-- begin PROVIDED ENTRIES --

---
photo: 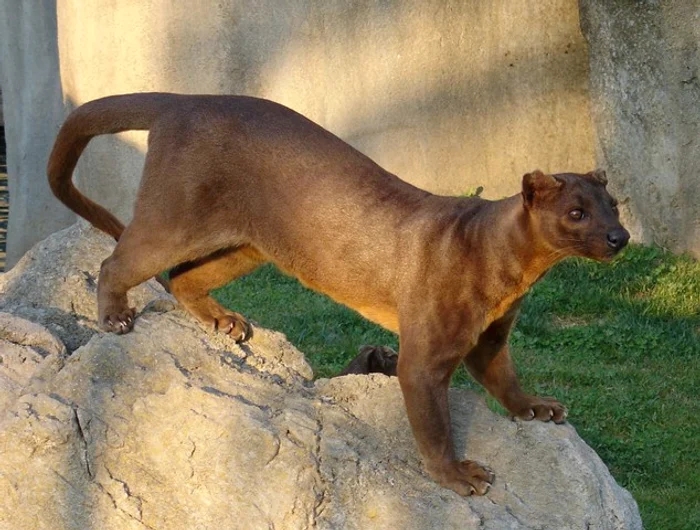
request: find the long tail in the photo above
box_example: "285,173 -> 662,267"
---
46,92 -> 184,240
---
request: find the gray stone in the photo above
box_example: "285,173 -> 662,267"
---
0,312 -> 66,410
0,0 -> 75,269
0,223 -> 641,530
580,0 -> 700,257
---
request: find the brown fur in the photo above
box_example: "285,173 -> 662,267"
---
48,94 -> 629,495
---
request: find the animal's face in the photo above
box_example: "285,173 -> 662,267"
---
523,170 -> 630,261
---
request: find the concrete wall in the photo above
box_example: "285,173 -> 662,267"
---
1,0 -> 595,268
0,0 -> 697,263
580,0 -> 700,257
0,0 -> 75,269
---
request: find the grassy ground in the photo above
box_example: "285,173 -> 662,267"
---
217,246 -> 700,530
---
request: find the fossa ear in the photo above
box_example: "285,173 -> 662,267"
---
522,169 -> 564,208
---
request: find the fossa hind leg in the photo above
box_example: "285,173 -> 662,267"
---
170,247 -> 265,342
97,223 -> 183,334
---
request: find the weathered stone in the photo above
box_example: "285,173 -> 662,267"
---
0,313 -> 66,410
580,0 -> 700,257
0,223 -> 641,530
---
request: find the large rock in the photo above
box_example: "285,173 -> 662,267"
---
0,226 -> 641,530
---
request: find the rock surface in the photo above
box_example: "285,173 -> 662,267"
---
579,0 -> 700,257
0,226 -> 641,530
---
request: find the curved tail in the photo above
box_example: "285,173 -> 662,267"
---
46,93 -> 183,240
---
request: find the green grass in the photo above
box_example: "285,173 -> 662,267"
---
217,246 -> 700,530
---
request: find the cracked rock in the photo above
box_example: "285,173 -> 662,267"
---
0,227 -> 641,530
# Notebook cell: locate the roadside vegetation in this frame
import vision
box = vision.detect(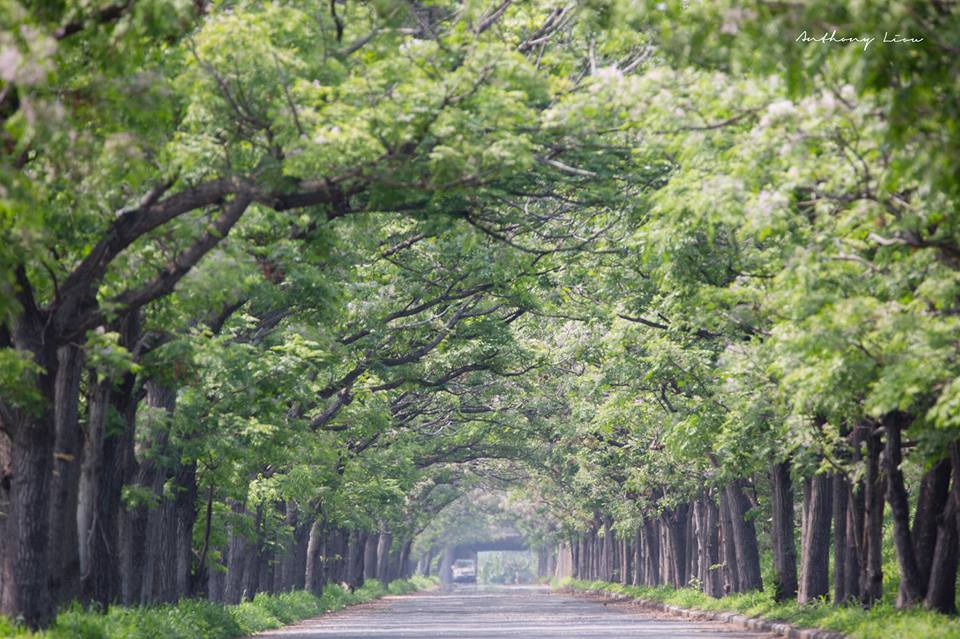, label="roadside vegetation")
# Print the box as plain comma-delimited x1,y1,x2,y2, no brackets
0,577,436,639
555,578,960,639
0,0,960,629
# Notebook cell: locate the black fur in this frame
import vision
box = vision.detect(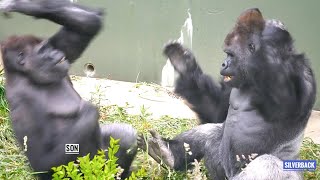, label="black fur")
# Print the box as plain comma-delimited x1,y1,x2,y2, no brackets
138,9,316,179
0,0,136,179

-- end PROVIDED ENTRIES --

Which lines in the entries above contain the string "fossa", with letter case counting? Locate each one and copy it out in full.

request: find the fossa ear in the photo above
request: find the fossa hind leg in the photo above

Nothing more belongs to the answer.